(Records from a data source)
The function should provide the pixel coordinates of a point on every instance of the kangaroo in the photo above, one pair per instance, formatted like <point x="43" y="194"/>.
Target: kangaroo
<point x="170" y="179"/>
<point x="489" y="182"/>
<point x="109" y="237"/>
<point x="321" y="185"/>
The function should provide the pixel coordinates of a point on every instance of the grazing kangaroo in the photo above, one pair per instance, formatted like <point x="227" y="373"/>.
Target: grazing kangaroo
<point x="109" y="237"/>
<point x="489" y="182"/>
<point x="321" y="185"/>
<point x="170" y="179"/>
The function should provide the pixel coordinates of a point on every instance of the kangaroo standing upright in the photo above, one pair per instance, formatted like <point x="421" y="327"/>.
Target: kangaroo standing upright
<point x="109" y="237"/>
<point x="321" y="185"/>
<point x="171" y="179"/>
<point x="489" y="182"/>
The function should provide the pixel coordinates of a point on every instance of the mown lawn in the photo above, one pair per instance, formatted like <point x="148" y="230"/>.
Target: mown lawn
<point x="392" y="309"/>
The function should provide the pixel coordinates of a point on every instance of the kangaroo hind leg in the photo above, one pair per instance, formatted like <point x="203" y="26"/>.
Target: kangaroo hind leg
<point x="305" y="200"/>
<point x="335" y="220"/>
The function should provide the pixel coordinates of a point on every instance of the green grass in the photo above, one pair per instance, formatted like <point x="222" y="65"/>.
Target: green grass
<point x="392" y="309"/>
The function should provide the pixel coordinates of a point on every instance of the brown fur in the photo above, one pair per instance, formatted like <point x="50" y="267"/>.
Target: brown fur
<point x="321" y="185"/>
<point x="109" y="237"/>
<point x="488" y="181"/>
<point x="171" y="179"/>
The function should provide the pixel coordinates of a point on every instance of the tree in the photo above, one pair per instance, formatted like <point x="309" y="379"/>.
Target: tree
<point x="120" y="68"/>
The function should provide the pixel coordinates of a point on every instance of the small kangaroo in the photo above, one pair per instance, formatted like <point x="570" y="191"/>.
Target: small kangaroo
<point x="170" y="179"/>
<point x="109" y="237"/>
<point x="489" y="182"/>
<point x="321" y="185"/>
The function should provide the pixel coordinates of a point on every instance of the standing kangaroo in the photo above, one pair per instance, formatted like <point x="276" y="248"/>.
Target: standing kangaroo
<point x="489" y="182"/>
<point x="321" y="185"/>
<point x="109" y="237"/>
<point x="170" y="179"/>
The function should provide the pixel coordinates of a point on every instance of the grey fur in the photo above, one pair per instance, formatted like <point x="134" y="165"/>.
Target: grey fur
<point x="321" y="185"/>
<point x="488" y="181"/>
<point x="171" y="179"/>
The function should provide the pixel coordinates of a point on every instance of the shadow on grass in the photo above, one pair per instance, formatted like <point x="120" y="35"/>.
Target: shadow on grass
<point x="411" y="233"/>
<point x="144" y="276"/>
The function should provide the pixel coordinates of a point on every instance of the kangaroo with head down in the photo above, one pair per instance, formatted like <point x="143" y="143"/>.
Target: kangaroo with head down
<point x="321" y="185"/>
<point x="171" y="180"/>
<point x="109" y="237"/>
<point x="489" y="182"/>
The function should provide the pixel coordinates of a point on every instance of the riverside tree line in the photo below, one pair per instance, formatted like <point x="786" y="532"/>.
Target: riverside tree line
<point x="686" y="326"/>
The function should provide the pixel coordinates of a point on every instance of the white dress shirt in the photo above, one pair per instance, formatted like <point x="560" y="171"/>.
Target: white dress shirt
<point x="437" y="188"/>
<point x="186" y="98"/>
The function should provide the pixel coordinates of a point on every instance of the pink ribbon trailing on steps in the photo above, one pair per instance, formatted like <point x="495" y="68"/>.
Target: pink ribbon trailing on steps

*CHALLENGE*. All of the records must be repeated exactly.

*SOLUTION TO THIS EXERCISE*.
The function should provide the pixel coordinates of a point on every instance of the kangaroo in the photo above, one pair per instance, formatted like <point x="43" y="194"/>.
Target: kangaroo
<point x="170" y="179"/>
<point x="489" y="182"/>
<point x="109" y="237"/>
<point x="321" y="185"/>
The function should provide the pixel coordinates of a point on every instance of the grazing kangaroo in the photo above, one pair per instance, formatted like <point x="227" y="373"/>.
Target: grazing kangaroo
<point x="109" y="237"/>
<point x="489" y="182"/>
<point x="321" y="185"/>
<point x="170" y="179"/>
The function should provide the pixel coordinates of a point on every instance of the kangaroo standing upright in the photo above, one pair per instance, formatted like <point x="421" y="327"/>.
Target: kangaroo standing upright
<point x="109" y="237"/>
<point x="321" y="185"/>
<point x="171" y="179"/>
<point x="489" y="182"/>
The function should provide the pixel coordinates of a point on every instance of the mown lawn in the photo above, one pair per instance, formatted like <point x="148" y="230"/>.
Target: mown lawn
<point x="392" y="309"/>
The function should provide the pixel coordinates of a point on every instance of the kangaroo hind leg in the photo above, one pair per instance, formatted like <point x="203" y="26"/>.
Target: kangaroo hind leg
<point x="305" y="200"/>
<point x="335" y="220"/>
The function should provide the pixel coordinates of a point on every instance of the green grass in the photo above, one pair per instance, formatted like <point x="222" y="65"/>.
Target: green grass
<point x="392" y="309"/>
The function should provide the pixel coordinates of a point on every instance of the brown fur in the photo above, one pair per instance, formatted like <point x="50" y="267"/>.
Target: brown fur
<point x="321" y="185"/>
<point x="109" y="237"/>
<point x="488" y="181"/>
<point x="171" y="179"/>
The function should provide the pixel coordinates of a point on every instance of the tree in the photo above, one pair per instance, formatted like <point x="309" y="379"/>.
Target: tree
<point x="120" y="68"/>
The function should provide the pixel coordinates of a point on every instance of the small kangaroo in the photo above, one pair per instance, formatted like <point x="570" y="191"/>.
Target: small kangaroo
<point x="170" y="179"/>
<point x="109" y="237"/>
<point x="489" y="182"/>
<point x="321" y="185"/>
The function should provide the pixel coordinates of a point on every instance of the standing kangaroo in the photo above, one pair per instance, formatted like <point x="276" y="248"/>.
Target: standing kangaroo
<point x="489" y="182"/>
<point x="321" y="185"/>
<point x="109" y="237"/>
<point x="170" y="179"/>
The function should provide the pixel coordinates of a point on every instance of the grey fur in the photo above, one pair per instance, formatted like <point x="134" y="165"/>.
Target: grey fur
<point x="321" y="185"/>
<point x="488" y="181"/>
<point x="171" y="179"/>
The function should provide the pixel coordinates of a point on every instance of the shadow on grass in the photo above, one pair per instance, formatted like <point x="120" y="35"/>.
Target: shadow on grass
<point x="411" y="233"/>
<point x="144" y="276"/>
The function should provide the pixel coordinates of a point on every instance of the kangaroo with head down in the photo above, one pair per instance, formatted like <point x="143" y="143"/>.
Target: kangaroo with head down
<point x="321" y="185"/>
<point x="171" y="180"/>
<point x="109" y="237"/>
<point x="489" y="182"/>
The function should provide the pixel coordinates of a point on every instance of the riverside tree line in the photo below, one pair per instance, formatted like <point x="786" y="532"/>.
Target: riverside tree line
<point x="686" y="326"/>
The function should provide the pixel coordinates of a point on every instance of the white dress shirt in the photo above, one pair per instance, formatted like <point x="560" y="171"/>.
Target: white dress shirt
<point x="437" y="188"/>
<point x="186" y="98"/>
The function should provide the pixel coordinates of a point on every instance of the pink ribbon trailing on steps in the photo above, one pair per instance, formatted like <point x="495" y="68"/>.
Target: pink ribbon trailing on steps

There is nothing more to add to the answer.